Provided entries START
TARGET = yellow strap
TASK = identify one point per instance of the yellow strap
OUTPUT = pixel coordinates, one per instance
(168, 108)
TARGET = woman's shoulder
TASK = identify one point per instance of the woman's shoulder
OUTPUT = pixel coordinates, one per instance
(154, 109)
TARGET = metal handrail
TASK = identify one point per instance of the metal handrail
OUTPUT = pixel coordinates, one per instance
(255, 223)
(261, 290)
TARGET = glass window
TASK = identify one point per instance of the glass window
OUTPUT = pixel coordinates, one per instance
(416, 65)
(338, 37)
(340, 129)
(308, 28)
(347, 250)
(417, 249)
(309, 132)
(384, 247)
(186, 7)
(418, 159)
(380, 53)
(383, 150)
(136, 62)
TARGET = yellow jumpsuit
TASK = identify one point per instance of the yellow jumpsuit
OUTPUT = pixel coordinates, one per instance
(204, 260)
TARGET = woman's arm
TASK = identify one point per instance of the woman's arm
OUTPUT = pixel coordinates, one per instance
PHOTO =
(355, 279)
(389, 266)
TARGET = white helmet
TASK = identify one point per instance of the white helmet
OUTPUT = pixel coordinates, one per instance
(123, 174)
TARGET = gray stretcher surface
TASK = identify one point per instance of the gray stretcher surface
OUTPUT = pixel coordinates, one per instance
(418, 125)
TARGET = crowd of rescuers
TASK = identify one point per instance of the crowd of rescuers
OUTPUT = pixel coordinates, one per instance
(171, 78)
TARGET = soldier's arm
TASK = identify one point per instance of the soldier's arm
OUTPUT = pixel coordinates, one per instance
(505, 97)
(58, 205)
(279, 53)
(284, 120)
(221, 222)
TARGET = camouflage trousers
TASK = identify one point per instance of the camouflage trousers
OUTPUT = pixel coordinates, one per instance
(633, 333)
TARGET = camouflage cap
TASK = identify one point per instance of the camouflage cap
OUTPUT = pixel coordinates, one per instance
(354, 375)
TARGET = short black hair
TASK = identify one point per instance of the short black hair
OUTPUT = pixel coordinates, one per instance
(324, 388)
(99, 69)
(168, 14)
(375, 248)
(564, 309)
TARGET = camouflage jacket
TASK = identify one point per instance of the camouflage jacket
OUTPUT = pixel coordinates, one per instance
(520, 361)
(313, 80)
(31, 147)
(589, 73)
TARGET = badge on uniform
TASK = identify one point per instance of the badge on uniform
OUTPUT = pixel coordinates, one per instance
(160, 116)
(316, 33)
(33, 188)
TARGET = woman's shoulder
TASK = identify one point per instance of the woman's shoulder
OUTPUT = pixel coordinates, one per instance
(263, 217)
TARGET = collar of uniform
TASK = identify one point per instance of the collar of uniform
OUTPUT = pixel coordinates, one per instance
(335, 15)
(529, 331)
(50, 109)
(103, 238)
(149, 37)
Provided entries END
Extract every line from the one containing "TARGET = camouflage jacket" through the last line of the data, inclusive, exactly as written.

§ Finished task:
TARGET = camouflage jacket
TASK = identify one point per instance of the camouflage jacket
OUTPUT = pixel coordinates, one per instance
(520, 361)
(313, 80)
(31, 147)
(589, 73)
TARGET = badge on uniform
TASK = identify one point per instance of the badge on uniform
OUTPUT = pixel coordinates, one per instance
(160, 116)
(316, 33)
(33, 188)
TARGET = woman's shoulder
TASK = identify one point per instance of the woman's shoulder
OUTPUT = pixel coordinates, one per instance
(263, 217)
TARGET = collar of uniform
TASK = identify one point per instance of the collar of uniform
OUTPUT = pixel coordinates, one per instance
(335, 15)
(529, 331)
(50, 109)
(103, 238)
(149, 37)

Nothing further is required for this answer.